▶ [DATASET RECORDS]
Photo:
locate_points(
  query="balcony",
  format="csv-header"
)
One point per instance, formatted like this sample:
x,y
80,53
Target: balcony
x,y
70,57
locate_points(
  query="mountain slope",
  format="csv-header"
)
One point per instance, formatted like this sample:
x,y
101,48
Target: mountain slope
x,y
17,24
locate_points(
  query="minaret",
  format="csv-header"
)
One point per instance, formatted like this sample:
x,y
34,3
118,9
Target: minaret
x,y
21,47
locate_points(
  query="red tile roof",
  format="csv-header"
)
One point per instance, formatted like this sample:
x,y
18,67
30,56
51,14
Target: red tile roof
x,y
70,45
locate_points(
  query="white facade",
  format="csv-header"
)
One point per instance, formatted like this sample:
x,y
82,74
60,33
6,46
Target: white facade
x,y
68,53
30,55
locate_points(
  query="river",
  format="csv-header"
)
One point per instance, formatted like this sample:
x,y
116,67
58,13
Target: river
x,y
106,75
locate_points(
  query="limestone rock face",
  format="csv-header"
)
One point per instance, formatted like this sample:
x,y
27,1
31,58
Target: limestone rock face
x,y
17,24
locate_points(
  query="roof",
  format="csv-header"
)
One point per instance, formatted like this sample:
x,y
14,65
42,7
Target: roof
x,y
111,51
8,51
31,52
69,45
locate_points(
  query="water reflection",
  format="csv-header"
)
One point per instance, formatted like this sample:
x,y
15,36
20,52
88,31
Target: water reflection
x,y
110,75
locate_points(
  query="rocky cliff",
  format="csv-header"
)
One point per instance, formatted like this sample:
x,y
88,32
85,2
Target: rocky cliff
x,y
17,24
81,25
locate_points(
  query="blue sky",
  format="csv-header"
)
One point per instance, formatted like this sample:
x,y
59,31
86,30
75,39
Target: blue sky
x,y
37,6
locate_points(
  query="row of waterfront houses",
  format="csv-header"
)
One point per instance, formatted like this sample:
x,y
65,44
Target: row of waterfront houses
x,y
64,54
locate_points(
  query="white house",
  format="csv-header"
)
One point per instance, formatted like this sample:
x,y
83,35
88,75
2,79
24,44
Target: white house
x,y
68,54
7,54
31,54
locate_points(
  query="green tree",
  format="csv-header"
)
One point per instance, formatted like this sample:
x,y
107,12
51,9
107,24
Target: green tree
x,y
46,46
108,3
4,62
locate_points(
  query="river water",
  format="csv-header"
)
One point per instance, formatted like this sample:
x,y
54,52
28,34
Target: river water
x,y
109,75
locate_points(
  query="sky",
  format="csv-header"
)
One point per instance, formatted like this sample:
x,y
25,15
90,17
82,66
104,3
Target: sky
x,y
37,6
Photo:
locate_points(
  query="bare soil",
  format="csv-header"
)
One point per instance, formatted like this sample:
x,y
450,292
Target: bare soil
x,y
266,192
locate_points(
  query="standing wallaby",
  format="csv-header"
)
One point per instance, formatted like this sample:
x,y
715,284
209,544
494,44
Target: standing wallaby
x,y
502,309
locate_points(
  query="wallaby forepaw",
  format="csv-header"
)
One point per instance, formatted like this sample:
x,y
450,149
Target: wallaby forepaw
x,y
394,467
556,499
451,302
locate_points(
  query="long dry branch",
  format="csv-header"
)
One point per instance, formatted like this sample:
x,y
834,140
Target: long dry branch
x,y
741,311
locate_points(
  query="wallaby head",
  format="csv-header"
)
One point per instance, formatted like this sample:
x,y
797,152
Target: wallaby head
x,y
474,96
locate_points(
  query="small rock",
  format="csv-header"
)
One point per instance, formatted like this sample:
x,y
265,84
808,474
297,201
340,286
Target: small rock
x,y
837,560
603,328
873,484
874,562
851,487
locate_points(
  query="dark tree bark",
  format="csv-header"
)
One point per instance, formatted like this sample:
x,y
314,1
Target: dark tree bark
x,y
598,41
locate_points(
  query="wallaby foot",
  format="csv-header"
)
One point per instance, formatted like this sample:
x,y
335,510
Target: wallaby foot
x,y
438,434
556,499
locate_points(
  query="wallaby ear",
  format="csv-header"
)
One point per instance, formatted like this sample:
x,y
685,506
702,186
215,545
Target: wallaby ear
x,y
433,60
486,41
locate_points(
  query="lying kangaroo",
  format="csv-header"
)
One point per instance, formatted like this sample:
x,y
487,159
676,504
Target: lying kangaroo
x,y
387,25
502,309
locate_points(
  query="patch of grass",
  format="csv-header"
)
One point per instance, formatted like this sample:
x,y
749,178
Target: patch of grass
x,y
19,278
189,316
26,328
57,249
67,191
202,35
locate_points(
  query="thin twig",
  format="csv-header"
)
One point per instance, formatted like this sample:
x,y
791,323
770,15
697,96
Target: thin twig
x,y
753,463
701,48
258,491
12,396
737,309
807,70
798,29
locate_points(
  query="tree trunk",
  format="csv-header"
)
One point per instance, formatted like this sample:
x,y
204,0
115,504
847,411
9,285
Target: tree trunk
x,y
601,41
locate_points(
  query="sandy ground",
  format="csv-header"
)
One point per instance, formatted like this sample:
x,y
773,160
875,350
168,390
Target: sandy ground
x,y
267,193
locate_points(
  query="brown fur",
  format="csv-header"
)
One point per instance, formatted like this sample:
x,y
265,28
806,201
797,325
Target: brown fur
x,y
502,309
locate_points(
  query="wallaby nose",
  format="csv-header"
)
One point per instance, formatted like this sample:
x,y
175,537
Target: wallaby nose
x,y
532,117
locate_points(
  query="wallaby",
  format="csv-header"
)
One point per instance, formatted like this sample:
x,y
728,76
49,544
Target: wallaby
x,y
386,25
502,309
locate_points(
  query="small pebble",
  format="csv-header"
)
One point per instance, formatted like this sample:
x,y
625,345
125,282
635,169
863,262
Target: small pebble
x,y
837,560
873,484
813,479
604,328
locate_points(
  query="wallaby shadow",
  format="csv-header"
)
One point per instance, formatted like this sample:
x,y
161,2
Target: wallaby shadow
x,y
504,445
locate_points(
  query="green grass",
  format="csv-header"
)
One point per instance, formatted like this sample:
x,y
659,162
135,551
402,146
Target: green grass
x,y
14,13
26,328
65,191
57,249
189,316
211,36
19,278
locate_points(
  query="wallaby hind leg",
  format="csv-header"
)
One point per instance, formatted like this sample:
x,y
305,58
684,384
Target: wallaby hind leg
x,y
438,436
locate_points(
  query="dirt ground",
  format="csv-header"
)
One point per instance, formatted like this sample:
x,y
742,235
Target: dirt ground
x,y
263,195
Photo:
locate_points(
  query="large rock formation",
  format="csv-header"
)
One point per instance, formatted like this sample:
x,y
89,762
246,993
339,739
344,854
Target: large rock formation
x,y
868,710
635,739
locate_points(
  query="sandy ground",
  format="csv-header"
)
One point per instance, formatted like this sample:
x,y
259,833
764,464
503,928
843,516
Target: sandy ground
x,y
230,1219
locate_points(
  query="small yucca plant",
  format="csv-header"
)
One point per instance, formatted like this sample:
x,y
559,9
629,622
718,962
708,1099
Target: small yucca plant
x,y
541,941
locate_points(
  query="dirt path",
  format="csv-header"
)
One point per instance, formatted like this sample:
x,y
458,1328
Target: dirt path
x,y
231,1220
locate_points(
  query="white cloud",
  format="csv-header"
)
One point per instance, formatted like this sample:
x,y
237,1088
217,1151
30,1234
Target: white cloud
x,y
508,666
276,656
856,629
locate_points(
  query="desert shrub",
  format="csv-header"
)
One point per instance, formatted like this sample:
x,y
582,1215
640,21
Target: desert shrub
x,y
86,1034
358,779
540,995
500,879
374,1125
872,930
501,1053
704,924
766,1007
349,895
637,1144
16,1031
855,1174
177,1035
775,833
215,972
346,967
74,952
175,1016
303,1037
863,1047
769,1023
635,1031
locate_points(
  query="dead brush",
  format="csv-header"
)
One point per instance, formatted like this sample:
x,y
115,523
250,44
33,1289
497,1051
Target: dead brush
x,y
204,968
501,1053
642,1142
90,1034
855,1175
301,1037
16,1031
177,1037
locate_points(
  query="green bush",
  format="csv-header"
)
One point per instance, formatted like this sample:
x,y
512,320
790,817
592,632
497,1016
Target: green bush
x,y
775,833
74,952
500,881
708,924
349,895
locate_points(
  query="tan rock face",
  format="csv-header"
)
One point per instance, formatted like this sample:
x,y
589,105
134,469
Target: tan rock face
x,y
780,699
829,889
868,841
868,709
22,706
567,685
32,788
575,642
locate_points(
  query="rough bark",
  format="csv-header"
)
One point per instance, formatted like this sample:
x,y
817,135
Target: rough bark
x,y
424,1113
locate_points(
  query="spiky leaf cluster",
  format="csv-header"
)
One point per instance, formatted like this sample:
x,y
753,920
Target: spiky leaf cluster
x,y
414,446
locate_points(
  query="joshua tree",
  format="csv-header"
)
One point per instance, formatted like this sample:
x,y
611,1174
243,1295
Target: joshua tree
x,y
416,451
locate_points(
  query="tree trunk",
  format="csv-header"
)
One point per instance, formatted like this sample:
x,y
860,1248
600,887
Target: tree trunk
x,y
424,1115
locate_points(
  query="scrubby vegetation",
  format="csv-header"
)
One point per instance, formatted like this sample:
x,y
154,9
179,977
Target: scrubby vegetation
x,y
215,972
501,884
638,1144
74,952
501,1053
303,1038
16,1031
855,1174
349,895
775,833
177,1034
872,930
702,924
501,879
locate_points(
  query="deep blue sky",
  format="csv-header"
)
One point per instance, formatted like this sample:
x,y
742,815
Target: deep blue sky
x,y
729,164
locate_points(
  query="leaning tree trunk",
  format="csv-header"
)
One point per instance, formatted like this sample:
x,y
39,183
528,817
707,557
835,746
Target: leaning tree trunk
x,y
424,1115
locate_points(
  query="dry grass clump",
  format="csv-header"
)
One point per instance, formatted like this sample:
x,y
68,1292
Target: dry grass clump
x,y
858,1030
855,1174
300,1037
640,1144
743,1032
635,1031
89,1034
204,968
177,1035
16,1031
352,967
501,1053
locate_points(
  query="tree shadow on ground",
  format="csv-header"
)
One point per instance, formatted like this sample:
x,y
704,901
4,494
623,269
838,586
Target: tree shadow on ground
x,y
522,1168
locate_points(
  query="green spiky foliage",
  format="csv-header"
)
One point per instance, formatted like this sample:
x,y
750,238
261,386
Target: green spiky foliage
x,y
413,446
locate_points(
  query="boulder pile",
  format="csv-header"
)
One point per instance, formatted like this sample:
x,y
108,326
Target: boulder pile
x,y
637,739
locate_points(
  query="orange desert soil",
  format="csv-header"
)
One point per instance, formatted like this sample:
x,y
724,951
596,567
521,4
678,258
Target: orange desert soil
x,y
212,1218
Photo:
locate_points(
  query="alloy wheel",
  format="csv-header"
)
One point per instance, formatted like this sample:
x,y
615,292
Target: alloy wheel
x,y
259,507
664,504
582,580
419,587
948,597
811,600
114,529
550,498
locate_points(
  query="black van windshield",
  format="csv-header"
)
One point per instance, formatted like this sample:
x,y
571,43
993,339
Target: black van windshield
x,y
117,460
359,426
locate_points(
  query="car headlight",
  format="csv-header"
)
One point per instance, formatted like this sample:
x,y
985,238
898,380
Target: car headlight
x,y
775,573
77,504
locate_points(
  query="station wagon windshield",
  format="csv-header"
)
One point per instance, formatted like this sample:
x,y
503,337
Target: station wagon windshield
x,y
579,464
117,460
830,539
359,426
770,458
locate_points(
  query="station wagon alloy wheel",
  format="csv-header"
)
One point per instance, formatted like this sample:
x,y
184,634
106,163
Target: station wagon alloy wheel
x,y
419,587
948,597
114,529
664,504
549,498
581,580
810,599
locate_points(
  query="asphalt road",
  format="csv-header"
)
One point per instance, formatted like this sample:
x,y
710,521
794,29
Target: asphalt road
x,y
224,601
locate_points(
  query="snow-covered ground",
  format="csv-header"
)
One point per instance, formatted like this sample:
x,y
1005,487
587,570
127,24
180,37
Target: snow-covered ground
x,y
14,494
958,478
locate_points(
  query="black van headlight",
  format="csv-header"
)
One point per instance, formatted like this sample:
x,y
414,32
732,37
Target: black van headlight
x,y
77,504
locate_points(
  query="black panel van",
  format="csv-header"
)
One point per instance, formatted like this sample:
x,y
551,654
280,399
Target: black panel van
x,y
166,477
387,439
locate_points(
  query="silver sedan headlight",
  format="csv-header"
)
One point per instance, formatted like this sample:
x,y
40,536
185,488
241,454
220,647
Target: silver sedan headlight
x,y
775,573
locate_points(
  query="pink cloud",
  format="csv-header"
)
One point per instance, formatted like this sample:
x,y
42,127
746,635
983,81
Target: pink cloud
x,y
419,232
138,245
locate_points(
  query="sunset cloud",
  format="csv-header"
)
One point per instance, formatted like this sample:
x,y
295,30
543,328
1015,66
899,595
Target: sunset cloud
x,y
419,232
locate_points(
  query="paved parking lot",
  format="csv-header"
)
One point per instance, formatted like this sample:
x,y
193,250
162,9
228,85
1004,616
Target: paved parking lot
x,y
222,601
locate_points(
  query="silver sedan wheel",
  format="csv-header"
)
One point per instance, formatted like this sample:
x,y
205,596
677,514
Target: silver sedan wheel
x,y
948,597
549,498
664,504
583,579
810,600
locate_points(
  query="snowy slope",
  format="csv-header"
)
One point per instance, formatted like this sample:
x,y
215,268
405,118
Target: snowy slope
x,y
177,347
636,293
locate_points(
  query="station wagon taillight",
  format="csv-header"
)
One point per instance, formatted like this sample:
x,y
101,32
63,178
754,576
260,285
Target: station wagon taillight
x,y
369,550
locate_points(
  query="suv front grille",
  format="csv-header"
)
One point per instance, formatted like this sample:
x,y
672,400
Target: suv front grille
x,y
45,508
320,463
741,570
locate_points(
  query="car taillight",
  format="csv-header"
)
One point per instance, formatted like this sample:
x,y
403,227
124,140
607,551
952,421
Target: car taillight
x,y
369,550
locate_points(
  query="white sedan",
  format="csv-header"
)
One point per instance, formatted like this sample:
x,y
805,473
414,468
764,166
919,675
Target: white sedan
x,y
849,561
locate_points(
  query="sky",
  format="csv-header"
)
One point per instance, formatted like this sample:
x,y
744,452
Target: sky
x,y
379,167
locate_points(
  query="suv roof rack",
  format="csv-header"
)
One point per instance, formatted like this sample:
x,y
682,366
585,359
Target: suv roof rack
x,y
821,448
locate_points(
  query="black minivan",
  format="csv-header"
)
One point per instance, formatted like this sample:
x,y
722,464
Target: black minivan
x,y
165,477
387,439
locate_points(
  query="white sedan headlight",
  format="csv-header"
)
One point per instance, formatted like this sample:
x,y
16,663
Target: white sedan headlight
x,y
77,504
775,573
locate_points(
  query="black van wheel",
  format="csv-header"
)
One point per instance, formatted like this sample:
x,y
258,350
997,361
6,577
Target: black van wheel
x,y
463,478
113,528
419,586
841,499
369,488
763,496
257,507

▶ [WORK TO COMPLETE]
Collect every line of the material that contains the string "hind". Case counts.

▶ [FULL SOLUTION]
  query="wallaby hind leg",
Target: wallaby hind leg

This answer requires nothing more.